_Document segment_
━━━━━━━━━━━━━━━━━━━━
The Role of Machine Translation In Customer Service
Enter the term “machine translation” into a search engine and hundreds of articles will appear (including a few from us). Many of these articles cover the benefits of MT for marketers, web developers, technical writers and anyone else involved in global communication.
Another team that may benefit from machine translation is your customer service team.
The customer experience is defined by all stages of a transaction: before, during, and after the purchase. If you use translation and localization technology to optimize the first two stages, consider using it to optimize the third stage.
Why Use Machine Translation in Customer Service?
The move to digital solutions was already underway during the last decade. At the same time, the now-global consumer market started showing a preference for localized experiences, e.g. going through the buyer journey in the languages they speak.
Consider these statistics:
- According to a survey from CSA Research, 75 percent of shoppers are more likely to make another purchase from a business if customer care is in their primary language
- A survey by Replicant shows 44 percent of respondents reported being annoyed, irritated or angry if they’re on hold for 5-15 minutes. As the pandemic went on, hold times got longer, making these reactions more pervasive among consumers.
- However, that same survey shows 80% of respondents are willing to talk to a machine to reduce their hold times.
Combine language preferences with intolerance for long hold times and a willingness to talk to machines, and you have a terrific opportunity to incorporate machine translation into your customer service operations.
How Can Machine Translation Improve Customer Service?
It can be challenging to translate customer service interactions because so many of them happen in real time. You can create materials that answer the most commonly asked questions. However, when a buyer calls or types a question in a chat, they expect an immediate response and resolution.
━━━━━━━━━━━━━━━━━━━━
_Data supplied_
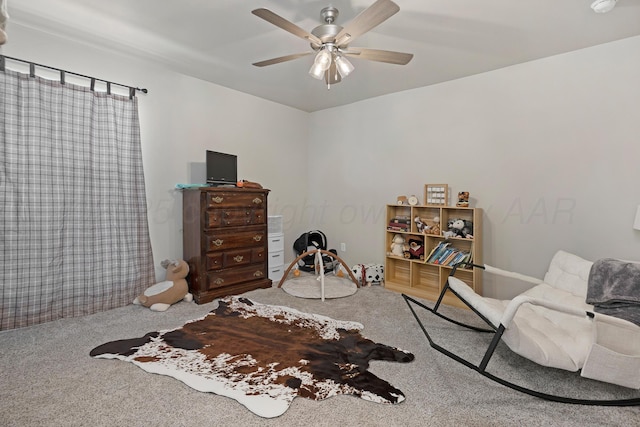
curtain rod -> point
(32, 73)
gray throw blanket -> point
(614, 289)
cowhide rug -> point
(264, 356)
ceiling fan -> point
(330, 42)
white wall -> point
(180, 118)
(549, 149)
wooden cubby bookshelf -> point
(422, 279)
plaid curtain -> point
(74, 236)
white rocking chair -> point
(552, 325)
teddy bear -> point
(429, 226)
(162, 295)
(398, 245)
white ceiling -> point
(218, 40)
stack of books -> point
(399, 223)
(445, 254)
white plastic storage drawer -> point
(276, 242)
(274, 224)
(276, 273)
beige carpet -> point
(47, 377)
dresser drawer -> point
(223, 240)
(237, 257)
(233, 217)
(214, 260)
(231, 276)
(235, 200)
(257, 254)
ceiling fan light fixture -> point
(344, 66)
(321, 64)
(603, 6)
(316, 71)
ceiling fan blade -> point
(332, 76)
(369, 18)
(387, 56)
(279, 21)
(281, 59)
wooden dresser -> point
(225, 241)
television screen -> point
(222, 168)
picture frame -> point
(436, 194)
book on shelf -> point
(445, 254)
(437, 251)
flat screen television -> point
(222, 168)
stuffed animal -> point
(398, 245)
(461, 228)
(160, 296)
(430, 226)
(416, 250)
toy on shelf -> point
(436, 194)
(399, 245)
(463, 199)
(416, 249)
(459, 228)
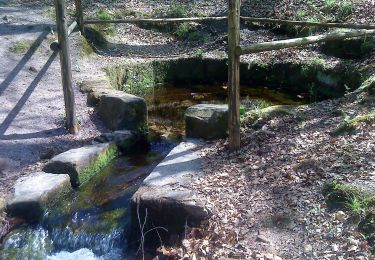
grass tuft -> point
(22, 46)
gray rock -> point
(120, 111)
(95, 89)
(33, 194)
(3, 204)
(263, 239)
(167, 193)
(207, 121)
(124, 139)
(88, 86)
(82, 163)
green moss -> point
(178, 11)
(104, 15)
(102, 161)
(347, 196)
(340, 9)
(368, 86)
(186, 31)
(22, 46)
(85, 48)
(360, 202)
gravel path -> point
(31, 97)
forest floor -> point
(266, 200)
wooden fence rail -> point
(277, 45)
(234, 51)
(66, 68)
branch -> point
(304, 23)
(277, 45)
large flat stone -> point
(127, 141)
(95, 89)
(121, 111)
(167, 193)
(207, 121)
(33, 194)
(82, 163)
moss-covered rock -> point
(82, 163)
(35, 193)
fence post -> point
(66, 72)
(79, 16)
(234, 74)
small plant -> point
(300, 14)
(22, 46)
(199, 54)
(104, 15)
(178, 11)
(242, 110)
(183, 30)
(342, 9)
(86, 49)
(357, 205)
(345, 9)
(329, 5)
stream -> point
(93, 221)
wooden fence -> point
(235, 50)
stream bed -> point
(93, 221)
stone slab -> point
(167, 193)
(33, 194)
(207, 121)
(121, 111)
(77, 162)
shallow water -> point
(93, 222)
(167, 104)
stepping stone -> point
(207, 121)
(33, 194)
(167, 193)
(121, 111)
(127, 141)
(83, 163)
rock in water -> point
(121, 111)
(33, 194)
(167, 193)
(207, 121)
(82, 163)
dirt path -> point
(31, 98)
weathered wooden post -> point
(66, 71)
(234, 74)
(79, 16)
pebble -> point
(353, 242)
(340, 216)
(263, 239)
(307, 248)
(272, 257)
(33, 69)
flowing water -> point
(93, 222)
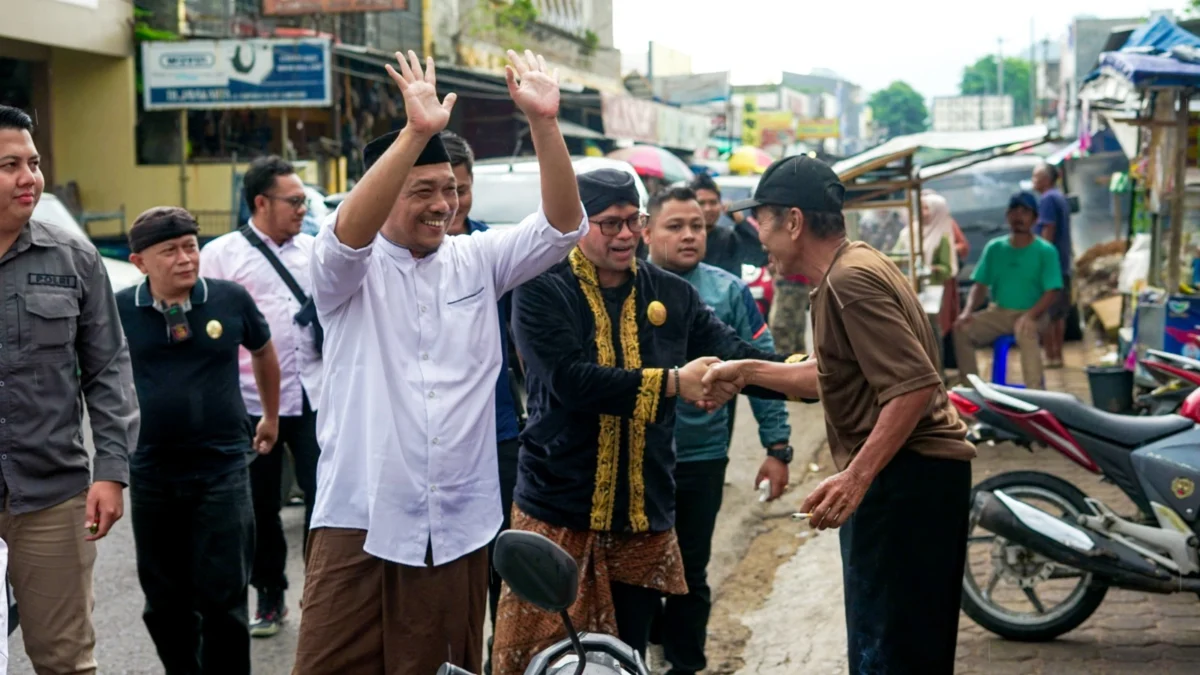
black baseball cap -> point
(801, 181)
(1023, 199)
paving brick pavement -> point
(1131, 632)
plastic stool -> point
(1000, 360)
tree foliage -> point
(899, 109)
(981, 78)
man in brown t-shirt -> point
(901, 493)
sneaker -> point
(269, 617)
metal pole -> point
(1179, 191)
(283, 133)
(1033, 75)
(1000, 66)
(183, 159)
(912, 232)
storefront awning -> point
(570, 129)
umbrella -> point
(651, 161)
(748, 159)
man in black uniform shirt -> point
(193, 519)
(609, 342)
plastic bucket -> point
(1111, 388)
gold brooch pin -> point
(657, 312)
(1183, 488)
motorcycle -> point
(543, 574)
(1177, 376)
(1059, 562)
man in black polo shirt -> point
(193, 519)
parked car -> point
(509, 189)
(49, 209)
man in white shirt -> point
(277, 203)
(408, 491)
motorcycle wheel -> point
(1037, 626)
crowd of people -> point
(378, 354)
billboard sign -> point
(817, 129)
(205, 75)
(693, 89)
(286, 7)
(629, 119)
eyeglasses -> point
(297, 202)
(611, 226)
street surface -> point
(124, 646)
(799, 623)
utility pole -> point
(1033, 75)
(1000, 66)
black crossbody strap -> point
(285, 274)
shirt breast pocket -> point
(52, 321)
(465, 314)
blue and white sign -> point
(237, 73)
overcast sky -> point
(870, 42)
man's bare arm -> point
(793, 380)
(366, 208)
(897, 420)
(535, 91)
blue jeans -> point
(195, 543)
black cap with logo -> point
(801, 181)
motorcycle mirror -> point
(537, 569)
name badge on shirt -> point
(58, 280)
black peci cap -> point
(433, 153)
(801, 181)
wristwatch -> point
(783, 454)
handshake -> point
(708, 382)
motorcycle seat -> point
(1121, 429)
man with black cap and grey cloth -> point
(193, 520)
(408, 490)
(901, 495)
(610, 344)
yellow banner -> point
(777, 120)
(816, 129)
(750, 132)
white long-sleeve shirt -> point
(407, 414)
(233, 258)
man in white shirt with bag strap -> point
(408, 490)
(270, 257)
━━━━━━━━━━━━━━━━━━━━
_Your objective_
Restate the article on machine translation in customer service, starting with the words "It can be challenging" and stopping after "response and resolution.", and swap "chat" for "text message".

_The completed task_
It can be challenging to translate customer service interactions because so many of them happen in real time. You can create materials that answer the most commonly asked questions. However, when a buyer calls or types a question in a text message, they expect an immediate response and resolution.